Challenge ▸ Return the lines below unchanged, from the line with "Search the above image for: windshield wiper" to the line with "xmin=688 ymin=50 xmax=743 ymax=115", both included.

----

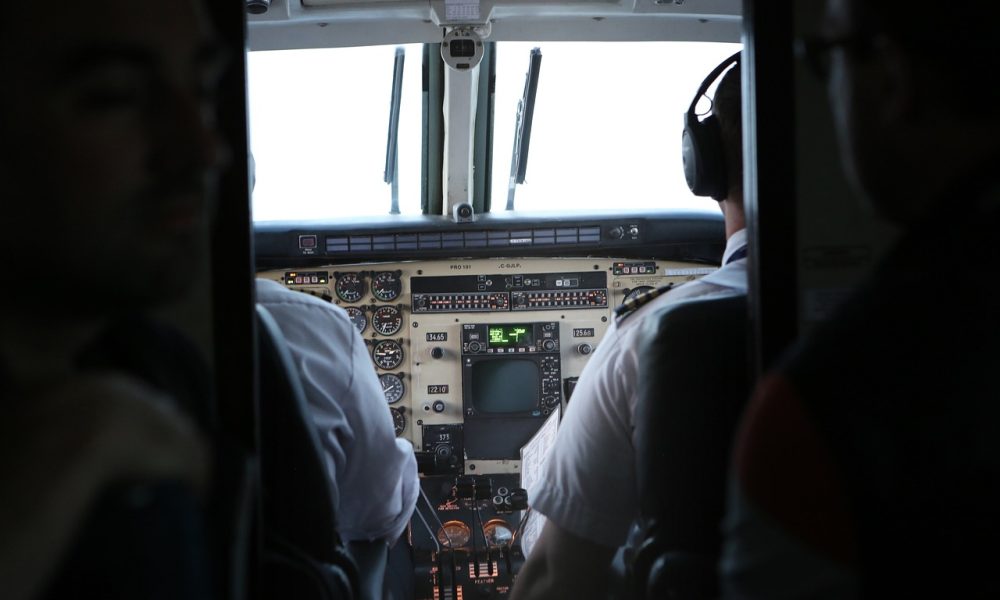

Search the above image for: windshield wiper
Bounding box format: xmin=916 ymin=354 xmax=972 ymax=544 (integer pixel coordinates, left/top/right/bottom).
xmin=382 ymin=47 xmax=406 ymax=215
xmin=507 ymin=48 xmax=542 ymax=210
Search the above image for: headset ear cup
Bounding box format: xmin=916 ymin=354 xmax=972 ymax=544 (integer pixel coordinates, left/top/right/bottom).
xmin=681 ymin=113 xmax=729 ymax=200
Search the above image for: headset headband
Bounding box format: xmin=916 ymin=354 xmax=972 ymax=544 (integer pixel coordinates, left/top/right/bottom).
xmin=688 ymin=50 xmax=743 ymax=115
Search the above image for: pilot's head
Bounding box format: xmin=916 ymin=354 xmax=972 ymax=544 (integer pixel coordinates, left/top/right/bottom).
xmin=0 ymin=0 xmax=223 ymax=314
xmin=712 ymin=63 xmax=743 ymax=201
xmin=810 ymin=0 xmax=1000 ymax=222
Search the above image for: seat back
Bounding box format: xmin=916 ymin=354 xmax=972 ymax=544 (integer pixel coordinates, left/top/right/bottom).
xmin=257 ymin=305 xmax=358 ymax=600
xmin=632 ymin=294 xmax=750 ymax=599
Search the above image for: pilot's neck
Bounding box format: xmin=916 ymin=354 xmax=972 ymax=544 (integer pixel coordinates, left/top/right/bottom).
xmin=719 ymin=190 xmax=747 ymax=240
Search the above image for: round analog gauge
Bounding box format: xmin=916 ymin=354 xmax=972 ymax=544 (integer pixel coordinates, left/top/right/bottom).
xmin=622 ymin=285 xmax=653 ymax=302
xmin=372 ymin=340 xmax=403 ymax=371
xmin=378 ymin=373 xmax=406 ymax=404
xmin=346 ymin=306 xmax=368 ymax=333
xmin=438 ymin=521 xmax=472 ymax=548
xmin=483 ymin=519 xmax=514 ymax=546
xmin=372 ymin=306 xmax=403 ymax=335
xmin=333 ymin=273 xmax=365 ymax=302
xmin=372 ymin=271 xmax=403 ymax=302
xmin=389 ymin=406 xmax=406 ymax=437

----

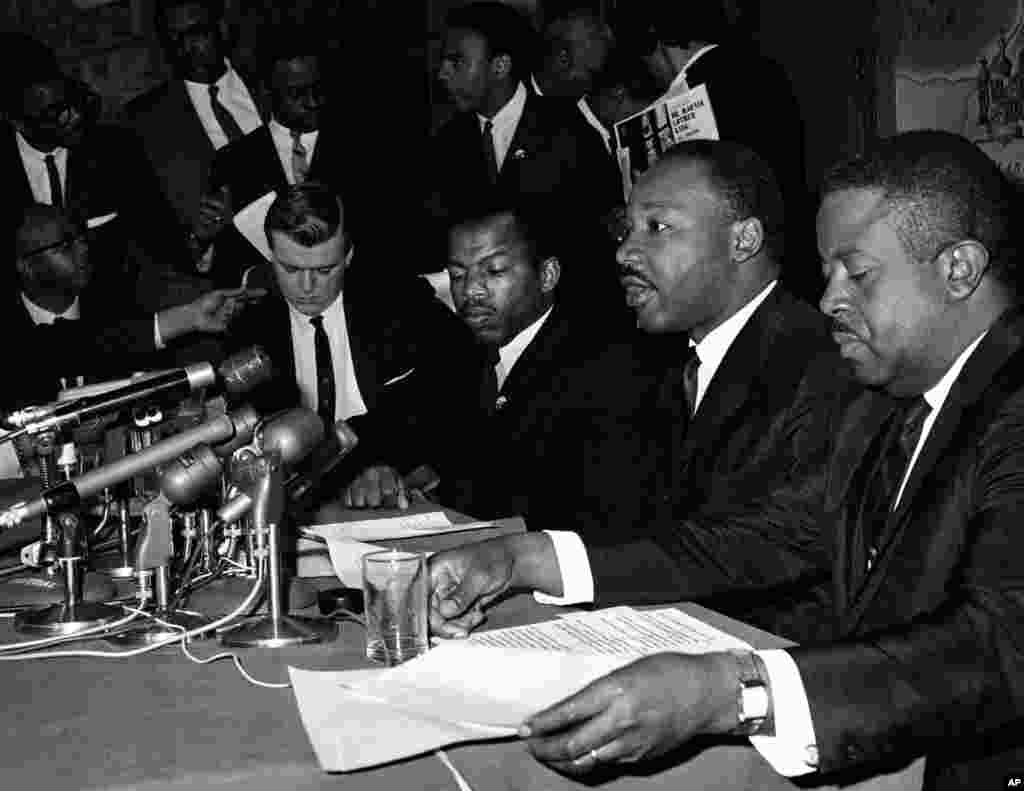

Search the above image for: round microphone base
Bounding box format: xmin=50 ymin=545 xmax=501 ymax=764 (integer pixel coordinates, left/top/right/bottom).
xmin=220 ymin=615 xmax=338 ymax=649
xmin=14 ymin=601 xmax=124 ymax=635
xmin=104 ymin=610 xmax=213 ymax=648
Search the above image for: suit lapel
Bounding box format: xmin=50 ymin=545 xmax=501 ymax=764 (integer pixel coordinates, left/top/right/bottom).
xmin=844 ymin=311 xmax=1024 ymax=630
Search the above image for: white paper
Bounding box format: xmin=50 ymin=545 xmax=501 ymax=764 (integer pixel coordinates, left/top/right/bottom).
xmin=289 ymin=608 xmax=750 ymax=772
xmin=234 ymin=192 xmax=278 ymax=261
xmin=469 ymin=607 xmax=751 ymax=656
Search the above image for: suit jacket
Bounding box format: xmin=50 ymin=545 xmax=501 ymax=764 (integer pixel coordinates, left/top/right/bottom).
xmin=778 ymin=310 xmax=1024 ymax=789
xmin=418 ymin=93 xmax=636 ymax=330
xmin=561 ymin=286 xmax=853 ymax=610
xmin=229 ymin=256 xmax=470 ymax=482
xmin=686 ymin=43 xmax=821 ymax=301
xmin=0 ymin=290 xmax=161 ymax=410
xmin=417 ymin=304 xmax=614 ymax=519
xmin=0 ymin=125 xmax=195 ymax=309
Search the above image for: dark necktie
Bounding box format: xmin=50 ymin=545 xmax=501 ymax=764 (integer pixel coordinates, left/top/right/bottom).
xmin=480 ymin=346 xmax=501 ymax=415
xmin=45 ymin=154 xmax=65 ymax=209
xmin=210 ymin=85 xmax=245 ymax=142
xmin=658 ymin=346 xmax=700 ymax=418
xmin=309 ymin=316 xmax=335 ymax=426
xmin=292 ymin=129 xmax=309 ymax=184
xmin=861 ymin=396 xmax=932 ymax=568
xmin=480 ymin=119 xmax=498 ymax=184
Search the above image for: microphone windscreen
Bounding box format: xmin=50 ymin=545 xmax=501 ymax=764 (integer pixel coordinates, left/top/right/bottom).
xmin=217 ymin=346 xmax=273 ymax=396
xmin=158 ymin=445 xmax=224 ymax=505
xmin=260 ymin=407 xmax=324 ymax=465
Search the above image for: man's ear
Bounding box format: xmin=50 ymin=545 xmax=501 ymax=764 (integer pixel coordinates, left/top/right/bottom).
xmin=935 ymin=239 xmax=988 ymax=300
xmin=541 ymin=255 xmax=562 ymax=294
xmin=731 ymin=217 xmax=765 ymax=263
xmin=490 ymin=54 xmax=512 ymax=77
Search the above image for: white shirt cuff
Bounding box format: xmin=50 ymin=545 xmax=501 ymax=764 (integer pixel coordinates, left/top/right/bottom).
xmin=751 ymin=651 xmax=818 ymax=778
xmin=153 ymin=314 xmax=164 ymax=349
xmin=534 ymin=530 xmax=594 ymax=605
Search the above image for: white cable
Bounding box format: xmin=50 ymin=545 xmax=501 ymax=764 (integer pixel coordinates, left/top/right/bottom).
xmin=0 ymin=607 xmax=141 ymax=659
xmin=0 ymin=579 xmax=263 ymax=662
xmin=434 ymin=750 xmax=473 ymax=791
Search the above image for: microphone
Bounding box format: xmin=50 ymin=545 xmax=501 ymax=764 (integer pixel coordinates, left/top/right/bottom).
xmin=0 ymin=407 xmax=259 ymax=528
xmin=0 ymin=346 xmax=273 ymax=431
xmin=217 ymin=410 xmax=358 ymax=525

----

Task solution ▸
Search the above image for: windshield wiper
Bounding box format: xmin=916 ymin=354 xmax=972 ymax=544 (integer pixel coordinates, left/top/right/bottom).
xmin=382 ymin=47 xmax=406 ymax=215
xmin=507 ymin=48 xmax=542 ymax=210
Search the above image for: headset ear cup
Bounding box format: xmin=916 ymin=354 xmax=972 ymax=544 (integer pixel coordinates, left/top/right/bottom).
xmin=681 ymin=113 xmax=729 ymax=200
Search the above image for: headset headband
Bounding box format: xmin=916 ymin=354 xmax=972 ymax=544 (integer pixel coordinates, left/top/right/bottom).
xmin=688 ymin=50 xmax=743 ymax=115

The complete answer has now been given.